What is asked -> Can you copy the listing below word for word, leaving out the pictures?

Information provided ->

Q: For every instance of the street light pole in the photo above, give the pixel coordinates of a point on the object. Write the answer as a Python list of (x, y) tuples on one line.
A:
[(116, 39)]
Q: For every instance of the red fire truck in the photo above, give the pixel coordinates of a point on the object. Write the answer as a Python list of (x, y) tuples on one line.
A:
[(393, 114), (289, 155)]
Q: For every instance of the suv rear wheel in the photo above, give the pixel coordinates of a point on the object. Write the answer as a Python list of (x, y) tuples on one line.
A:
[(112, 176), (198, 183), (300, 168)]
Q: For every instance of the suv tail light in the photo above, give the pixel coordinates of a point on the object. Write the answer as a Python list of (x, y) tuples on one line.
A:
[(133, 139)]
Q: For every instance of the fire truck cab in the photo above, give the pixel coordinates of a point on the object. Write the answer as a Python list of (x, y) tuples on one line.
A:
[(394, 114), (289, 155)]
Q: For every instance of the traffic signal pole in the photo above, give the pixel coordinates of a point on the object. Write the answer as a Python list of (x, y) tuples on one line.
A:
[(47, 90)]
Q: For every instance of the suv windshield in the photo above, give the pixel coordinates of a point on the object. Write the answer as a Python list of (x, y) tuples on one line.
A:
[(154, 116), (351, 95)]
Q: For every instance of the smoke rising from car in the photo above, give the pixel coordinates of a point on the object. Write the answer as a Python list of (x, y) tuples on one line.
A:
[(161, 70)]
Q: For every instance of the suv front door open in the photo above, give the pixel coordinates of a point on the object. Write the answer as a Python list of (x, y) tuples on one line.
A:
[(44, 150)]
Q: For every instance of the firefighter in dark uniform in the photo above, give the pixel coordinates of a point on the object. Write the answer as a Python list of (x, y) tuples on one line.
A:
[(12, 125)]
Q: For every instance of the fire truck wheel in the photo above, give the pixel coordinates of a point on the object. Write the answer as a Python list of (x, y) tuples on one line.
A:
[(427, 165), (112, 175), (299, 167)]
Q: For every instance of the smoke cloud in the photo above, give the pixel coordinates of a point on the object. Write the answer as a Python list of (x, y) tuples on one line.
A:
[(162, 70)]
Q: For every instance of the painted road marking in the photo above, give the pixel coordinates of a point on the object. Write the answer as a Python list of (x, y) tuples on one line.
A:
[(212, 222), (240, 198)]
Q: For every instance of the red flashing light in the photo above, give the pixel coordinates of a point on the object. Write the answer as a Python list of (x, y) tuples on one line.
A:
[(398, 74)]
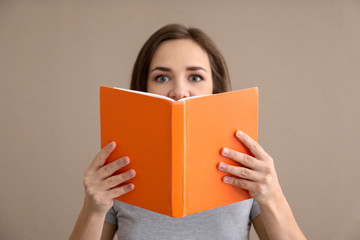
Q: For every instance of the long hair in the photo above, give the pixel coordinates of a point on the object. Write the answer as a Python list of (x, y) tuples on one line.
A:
[(220, 74)]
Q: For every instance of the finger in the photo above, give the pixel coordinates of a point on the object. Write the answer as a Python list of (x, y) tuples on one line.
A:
[(109, 169), (116, 180), (252, 145), (242, 158), (241, 172), (116, 192), (238, 182), (101, 157)]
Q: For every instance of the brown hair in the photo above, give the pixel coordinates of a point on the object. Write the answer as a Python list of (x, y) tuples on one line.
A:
[(220, 74)]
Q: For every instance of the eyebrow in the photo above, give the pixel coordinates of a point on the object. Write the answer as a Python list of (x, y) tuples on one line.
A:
[(190, 68)]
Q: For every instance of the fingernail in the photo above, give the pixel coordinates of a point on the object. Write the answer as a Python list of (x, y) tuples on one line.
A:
[(239, 133), (125, 160), (225, 152), (226, 179), (131, 173), (130, 187), (111, 144), (222, 166)]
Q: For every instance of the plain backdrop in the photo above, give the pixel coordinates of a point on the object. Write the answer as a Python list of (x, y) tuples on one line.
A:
[(303, 55)]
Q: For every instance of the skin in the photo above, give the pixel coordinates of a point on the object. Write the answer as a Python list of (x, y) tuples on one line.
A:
[(180, 69)]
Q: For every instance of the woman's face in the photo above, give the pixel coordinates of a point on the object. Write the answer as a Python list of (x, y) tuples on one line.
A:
[(180, 69)]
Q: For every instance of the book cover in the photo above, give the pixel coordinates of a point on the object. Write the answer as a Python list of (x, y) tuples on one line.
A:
[(174, 146)]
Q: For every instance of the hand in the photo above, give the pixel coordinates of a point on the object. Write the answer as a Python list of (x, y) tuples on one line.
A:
[(100, 185), (257, 175)]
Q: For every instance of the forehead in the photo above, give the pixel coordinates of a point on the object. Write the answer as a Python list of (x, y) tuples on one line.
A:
[(180, 52)]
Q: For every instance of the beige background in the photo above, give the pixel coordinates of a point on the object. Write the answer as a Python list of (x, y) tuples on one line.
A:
[(303, 55)]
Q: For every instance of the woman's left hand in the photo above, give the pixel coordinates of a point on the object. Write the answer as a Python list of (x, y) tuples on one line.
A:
[(257, 175)]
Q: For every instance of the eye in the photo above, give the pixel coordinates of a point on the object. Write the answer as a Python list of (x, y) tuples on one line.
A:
[(196, 78), (162, 78)]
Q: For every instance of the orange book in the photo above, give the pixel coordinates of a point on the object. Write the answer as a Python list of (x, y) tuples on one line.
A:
[(174, 146)]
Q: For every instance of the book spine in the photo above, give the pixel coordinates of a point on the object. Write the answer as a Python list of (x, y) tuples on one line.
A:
[(179, 205)]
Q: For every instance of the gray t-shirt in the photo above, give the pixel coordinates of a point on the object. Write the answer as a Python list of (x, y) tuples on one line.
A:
[(228, 222)]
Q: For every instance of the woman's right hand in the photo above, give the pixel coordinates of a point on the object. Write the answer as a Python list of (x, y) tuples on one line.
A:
[(100, 185)]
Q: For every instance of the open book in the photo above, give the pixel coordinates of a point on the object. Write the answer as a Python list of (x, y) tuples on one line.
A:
[(174, 146)]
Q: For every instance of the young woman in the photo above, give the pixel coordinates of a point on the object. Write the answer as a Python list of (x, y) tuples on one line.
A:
[(180, 62)]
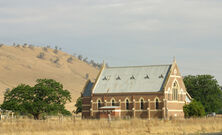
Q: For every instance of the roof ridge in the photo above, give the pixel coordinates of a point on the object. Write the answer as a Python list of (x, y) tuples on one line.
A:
[(140, 66)]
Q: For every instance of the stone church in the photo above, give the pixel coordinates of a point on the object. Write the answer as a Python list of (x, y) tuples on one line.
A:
[(155, 91)]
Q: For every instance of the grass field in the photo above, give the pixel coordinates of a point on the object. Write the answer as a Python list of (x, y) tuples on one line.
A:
[(70, 126)]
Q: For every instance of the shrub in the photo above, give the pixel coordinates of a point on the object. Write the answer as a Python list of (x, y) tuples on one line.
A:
[(70, 59), (31, 47), (80, 57), (45, 49), (55, 50), (41, 55), (56, 60), (194, 109), (78, 105), (47, 96)]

Final result ->
Q: For every instance of the street light pole in the photo above, give the pixel coordinates of a point on the object. Write the answer as a Python list of (x, y) tuples on one line.
A:
[(116, 39)]
Q: For every instance of the red fire truck in the photo above, give the pixel coordinates of a point on the object. Write the answer as a Python list of (x, y) tuples on one line.
A:
[(393, 114), (289, 155)]
Q: For every instance of the suv rear wheel in the photo above, give the pixel coordinates of a point on the object. Write the answer as a Python list of (x, y) tuples on one line.
A:
[(112, 176), (198, 183), (300, 168)]
Q: For every instance of the suv tail light in the photo above, give the pixel coordinates of a point on the object. Write the answer as a Python list of (x, y) tuples on one line.
A:
[(133, 139)]
Q: For every instance of the fire truck cab in the photo above, give the pixel coordinates of a point on the object. Write the answer as a Python list of (x, y) tuples on one line.
A:
[(394, 114), (289, 155)]
Q: For every instance of the traffic signal pole in the photo above, give the pixel coordinates of a point on the object. Write the answer as a Python list of (x, y) tuples on one line.
A:
[(47, 90)]
Q: For every instance of the suv windshield in the photo above, give the pixel coordinates of a point on the object. Write the answer as a Python list of (x, y) tuples on one line.
A:
[(154, 116), (351, 95)]
Q: For every instance of the smoke rising from car in the photo above, give the pixel coordinates of a point on the object. Write the answer as a Python list of (x, y) tuples on one line.
A:
[(161, 70)]
Q: For every instance of the suv front door open in the photo above, give the pixel coordinates of a point on the object. Write the answer as a Python list of (x, y) tuples on one line.
A:
[(44, 150)]
Q: For every instance of the firefighter in dark uniform in the photo above, give the pixel coordinates of a point on the object. Write the answer as a Python list of (x, y) tuples on one line.
A:
[(12, 125)]
Q: For every instance of the fire truck wheel in the photo above, give the pixel coordinates of a point on the object. Write the answer as a Python list of (x, y) tuples on one line.
A:
[(427, 165), (112, 175), (299, 167)]
Q: For every instance of the smoke cloud in the photo above, give the pixel coordinates of a point on the object. Write the answer as a Python list of (x, y) tuples on one line.
A:
[(162, 70)]
Q: For every instance of the painted road marking in the photo above, give the pixel coordinates of a point on the object. Write the answer as a Python list of (x, y) tuples on one line.
A:
[(212, 222), (240, 198)]
Q: For every instance of the red flashing light in the photo above, give the pixel coordinates of a point on the object. Write the answer as a Python list of (x, y) tuples on one line.
A:
[(398, 74)]
Q: For every instance of the long hair in the photo above, give the pixel coordinates of a point on the object. Write the answer as a Python list of (x, y) tuples on one line.
A:
[(220, 74)]
Q: For every instance of the finger in the photo above, give the pixel coordinates of a point on the object. Write the answer as a Python list of (x, y) tuples on one line.
A:
[(109, 169), (116, 180), (252, 145), (242, 158), (241, 172), (116, 192), (238, 182), (101, 157)]
Q: For every instance of the brown hair in the photo above, give the pixel coordinates of a point on the object. Write the answer as a Python list of (x, y) tuples on one line.
A:
[(220, 74)]
Q: For every instance of the eyebrow in the photo above, give the pixel coordinates of a point on the object. Write the answer as a Python list of (x, y) tuples on one line.
A:
[(190, 68)]
Q: For every instance of the fingernail in the photo above, give the pixel coordinates of a point on the object. Write the answer as a Python list of (x, y) tuples on one line.
A:
[(239, 133), (125, 160), (225, 152), (226, 179), (131, 173), (130, 187), (111, 144), (222, 166)]
Q: For every instance of the plain backdrop in the photo above, give the pixel coordinates of a point on the object. Write the answer as a Python list of (x, y) tuples on one line.
A:
[(303, 55)]
Q: For every instance of the skin in the photo above, give the pixel coordinates of a point on the object. Write the answer as a Python list of (x, y) tuples on one line.
A:
[(180, 69)]
Q: For every instance of the woman's face in the photo above, give the pixel coordinates of a point on the object. Write the answer as a Python list of (x, y) tuples on one line.
A:
[(180, 69)]
Q: For every instance of the book cover in the photo above, give the pixel coordinates of a point on the object. Write the answer as a Python list of (x, y) tuples on one line.
A:
[(174, 146)]
Q: For every instance of the hand in the photo above, give the pixel coordinates of a point on the object. Write the answer as a Python list of (x, y) tuples on one line.
A:
[(100, 185), (257, 175)]
Q: For every instance of the forehead in the photo above, give the pixel coordinates of a point on the object. Write the answer as a Python list of (x, y) tuples on one line.
A:
[(180, 52)]
Q: For every instance of the beige background in the photo above, give the pixel coordinates of a point on the object. Write the answer as a Python list of (x, y) tuples on one line.
A:
[(303, 55)]
Q: For every instance of the woman's left hand in the photo above, give the pixel coordinates of a point on the object. Write the answer as a Python list of (x, y) tuples on one line.
A:
[(257, 175)]
Q: For every instance of the eye in the photo above, give the pixel coordinates of a point on the object. Write the answer as a Python list of (x, y) tuples on one line.
A:
[(196, 78), (162, 78)]
Q: For every instance of the orange book in the photo above, give the pixel coordinates of a point on the object. Write the answer as a Python list of (x, y) tuples on one line.
A:
[(174, 146)]
Q: For every instance of the book spine in the photo above, give the pixel coordinates of a point on the object. Write the answer as a Python list of (x, y) tuples on one line.
A:
[(179, 205)]
Q: For every instance of the gray t-shirt in the photo above, give the pixel coordinates of a point on the object. Write the answer as a Python list of (x, y) tuples on one line.
A:
[(228, 222)]
Q: For every instance of the woman's right hand in the photo above, give the pixel coordinates of a point on the object. Write the answer as a Python list of (x, y) tuples on one line.
A:
[(100, 185)]
Q: For every instance of the open book in the photo above, give the pixel coordinates of a point on the object. Write the answer as a Python list of (x, y) tuples on one line.
A:
[(174, 146)]
Q: For every instance of the young woman in the photo above, give the pixel coordinates of a point on the object. Write the answer as a Python list of (x, y) tuples on one line.
A:
[(180, 62)]
Q: For every instance of the roof ridge in the photo above, give the pixel coordinates of a point on the object. Write the answer as a Python list of (x, y) tuples on one line.
A:
[(140, 66)]
Q: For every instance of the stone church in the photo above, give the pixel coordinates of a point on the object. Write the answer as a Python list of (x, y) tuples on one line.
A:
[(155, 91)]
Q: For every instance of the grass field in the photo above, give the pixel coordinates of a point on the object. Write the answer as a Python list of (x, y) tuples on one line.
A:
[(70, 126)]
Q: For every instance of the shrub in the photo above, give the pixel coordinates of a point on the object. Write the answer as a Python list of (x, y) tuples on one line.
A:
[(70, 59), (31, 47), (80, 57), (45, 49), (55, 50), (41, 55), (56, 60), (194, 109), (78, 105), (47, 96)]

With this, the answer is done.